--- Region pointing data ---
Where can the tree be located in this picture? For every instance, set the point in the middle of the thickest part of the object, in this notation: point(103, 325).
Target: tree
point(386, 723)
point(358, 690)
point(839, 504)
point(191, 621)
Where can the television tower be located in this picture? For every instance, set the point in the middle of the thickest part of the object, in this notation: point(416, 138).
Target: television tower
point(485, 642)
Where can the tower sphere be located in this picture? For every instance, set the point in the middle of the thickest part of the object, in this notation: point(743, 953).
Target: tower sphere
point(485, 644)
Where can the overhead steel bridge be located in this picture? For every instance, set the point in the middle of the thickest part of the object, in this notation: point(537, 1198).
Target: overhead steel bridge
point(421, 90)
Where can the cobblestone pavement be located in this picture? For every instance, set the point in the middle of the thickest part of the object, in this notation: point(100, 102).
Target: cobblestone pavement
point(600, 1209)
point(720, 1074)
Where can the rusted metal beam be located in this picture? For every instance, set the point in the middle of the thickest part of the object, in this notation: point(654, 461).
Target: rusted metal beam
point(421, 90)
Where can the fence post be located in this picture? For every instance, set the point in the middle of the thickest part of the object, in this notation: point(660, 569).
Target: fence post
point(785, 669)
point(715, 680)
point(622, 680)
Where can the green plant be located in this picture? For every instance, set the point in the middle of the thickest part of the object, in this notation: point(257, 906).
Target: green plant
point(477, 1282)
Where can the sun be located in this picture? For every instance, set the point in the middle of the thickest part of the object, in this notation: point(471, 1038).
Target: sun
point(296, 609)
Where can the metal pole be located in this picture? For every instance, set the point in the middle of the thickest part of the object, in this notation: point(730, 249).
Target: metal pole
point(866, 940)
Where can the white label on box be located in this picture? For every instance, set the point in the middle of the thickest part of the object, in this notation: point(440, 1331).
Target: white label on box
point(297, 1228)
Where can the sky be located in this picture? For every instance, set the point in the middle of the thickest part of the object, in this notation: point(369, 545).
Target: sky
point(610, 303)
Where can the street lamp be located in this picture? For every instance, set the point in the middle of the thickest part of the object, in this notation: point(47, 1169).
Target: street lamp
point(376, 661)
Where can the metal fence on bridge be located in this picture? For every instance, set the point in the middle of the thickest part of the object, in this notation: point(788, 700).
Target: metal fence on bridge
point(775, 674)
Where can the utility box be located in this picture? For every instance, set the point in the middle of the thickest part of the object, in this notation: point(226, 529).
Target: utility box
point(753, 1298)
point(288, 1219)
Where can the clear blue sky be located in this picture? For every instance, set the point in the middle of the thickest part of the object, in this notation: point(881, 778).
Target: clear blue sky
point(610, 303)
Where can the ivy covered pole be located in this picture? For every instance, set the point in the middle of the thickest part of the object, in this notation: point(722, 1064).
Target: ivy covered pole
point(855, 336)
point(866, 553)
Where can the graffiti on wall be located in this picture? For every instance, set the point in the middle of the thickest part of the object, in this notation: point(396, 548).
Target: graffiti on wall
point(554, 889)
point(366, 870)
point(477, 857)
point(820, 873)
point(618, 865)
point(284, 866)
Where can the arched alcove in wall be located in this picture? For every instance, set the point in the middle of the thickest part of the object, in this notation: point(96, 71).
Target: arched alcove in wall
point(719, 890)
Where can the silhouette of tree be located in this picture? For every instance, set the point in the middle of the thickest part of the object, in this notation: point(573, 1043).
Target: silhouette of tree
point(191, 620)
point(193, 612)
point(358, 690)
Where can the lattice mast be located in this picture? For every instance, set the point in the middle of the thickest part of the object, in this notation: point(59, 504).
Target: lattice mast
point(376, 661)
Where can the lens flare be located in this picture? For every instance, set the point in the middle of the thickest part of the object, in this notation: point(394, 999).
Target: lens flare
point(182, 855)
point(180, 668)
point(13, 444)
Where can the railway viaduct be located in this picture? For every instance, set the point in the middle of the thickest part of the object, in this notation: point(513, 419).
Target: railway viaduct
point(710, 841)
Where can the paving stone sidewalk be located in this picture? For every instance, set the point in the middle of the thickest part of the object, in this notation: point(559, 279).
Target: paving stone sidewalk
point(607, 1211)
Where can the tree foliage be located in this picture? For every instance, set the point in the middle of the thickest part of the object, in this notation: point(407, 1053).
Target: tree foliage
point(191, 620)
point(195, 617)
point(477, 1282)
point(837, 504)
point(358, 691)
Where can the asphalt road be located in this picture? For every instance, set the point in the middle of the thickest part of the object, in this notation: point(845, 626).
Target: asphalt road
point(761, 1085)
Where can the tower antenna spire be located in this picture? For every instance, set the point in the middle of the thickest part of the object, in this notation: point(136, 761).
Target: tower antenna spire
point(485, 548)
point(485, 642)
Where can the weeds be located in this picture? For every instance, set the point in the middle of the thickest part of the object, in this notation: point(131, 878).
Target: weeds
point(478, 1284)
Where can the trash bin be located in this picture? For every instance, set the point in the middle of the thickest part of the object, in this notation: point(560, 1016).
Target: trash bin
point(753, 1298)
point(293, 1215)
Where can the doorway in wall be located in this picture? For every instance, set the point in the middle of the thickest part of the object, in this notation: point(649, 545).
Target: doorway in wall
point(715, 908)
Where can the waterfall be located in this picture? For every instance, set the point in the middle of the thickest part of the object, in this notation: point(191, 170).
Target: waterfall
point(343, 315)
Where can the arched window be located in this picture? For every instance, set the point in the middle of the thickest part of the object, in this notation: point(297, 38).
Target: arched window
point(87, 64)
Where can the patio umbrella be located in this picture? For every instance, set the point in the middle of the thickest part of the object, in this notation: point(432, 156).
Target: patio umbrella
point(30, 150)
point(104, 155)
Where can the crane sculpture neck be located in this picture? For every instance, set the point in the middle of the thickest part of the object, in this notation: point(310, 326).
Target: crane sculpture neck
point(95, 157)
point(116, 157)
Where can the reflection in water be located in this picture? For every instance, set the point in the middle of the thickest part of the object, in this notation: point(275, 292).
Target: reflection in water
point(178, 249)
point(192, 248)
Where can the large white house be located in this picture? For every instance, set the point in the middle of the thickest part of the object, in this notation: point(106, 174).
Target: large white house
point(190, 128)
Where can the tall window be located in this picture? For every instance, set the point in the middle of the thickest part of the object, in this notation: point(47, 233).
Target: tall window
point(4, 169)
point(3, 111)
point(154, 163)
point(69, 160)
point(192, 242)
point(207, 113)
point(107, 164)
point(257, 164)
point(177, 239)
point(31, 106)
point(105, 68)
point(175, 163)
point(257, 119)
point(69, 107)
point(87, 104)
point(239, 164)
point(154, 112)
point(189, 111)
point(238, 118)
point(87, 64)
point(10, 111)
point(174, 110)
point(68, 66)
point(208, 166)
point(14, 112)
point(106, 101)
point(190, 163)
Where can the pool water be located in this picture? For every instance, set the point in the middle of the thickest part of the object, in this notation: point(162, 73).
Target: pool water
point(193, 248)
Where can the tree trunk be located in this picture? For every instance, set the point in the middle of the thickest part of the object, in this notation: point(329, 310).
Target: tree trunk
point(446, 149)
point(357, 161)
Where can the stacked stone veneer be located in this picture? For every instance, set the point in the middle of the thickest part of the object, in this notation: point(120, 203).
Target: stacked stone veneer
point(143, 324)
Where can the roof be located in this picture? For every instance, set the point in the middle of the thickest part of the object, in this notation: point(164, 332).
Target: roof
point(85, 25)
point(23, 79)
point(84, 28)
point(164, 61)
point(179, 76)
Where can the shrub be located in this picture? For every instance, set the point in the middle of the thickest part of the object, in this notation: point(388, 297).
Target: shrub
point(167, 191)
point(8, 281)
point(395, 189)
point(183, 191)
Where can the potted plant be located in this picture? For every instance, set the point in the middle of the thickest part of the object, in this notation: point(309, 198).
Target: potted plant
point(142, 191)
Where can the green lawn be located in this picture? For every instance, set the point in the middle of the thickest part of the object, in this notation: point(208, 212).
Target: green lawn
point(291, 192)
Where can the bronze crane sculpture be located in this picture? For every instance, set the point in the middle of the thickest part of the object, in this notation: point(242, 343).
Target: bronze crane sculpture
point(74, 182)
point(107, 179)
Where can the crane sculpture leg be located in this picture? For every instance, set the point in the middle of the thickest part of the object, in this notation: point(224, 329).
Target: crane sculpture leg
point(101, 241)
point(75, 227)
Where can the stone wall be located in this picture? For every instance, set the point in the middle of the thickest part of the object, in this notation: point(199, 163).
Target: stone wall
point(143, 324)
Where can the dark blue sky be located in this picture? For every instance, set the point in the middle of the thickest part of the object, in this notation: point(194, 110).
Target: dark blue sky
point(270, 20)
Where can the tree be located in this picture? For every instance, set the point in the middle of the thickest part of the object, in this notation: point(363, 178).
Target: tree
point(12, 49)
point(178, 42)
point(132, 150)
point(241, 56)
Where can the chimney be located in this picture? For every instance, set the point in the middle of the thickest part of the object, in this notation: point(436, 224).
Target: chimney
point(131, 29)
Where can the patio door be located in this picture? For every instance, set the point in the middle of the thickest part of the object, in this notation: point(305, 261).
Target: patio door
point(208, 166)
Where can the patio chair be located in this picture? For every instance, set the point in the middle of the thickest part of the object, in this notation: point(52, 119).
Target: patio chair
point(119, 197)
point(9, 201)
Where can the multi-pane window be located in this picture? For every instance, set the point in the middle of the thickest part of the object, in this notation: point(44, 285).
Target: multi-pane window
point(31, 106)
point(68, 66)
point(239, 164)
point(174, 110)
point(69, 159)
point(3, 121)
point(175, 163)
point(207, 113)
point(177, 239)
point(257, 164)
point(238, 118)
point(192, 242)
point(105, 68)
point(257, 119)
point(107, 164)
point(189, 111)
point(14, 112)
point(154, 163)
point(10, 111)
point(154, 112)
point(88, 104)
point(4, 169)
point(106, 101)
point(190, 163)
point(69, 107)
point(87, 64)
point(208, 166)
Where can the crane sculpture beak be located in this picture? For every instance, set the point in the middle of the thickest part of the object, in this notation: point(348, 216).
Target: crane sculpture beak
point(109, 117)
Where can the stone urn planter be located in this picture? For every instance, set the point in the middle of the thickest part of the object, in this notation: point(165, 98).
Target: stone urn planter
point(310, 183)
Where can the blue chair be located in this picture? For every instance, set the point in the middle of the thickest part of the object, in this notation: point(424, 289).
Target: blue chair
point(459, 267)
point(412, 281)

--- ASSIGNED TASK ---
Looking at the entries above, can you reproduce exactly the lines from the one that holds "Target: weeds" through the one that holds "Where can the trash", and only those?

--- WRITTEN ANSWER ---
Target: weeds
point(478, 1284)
Where can the trash bin be located in this picture? For every instance, set the point in the middle of the thickest part of the object, in this notation: point(560, 1016).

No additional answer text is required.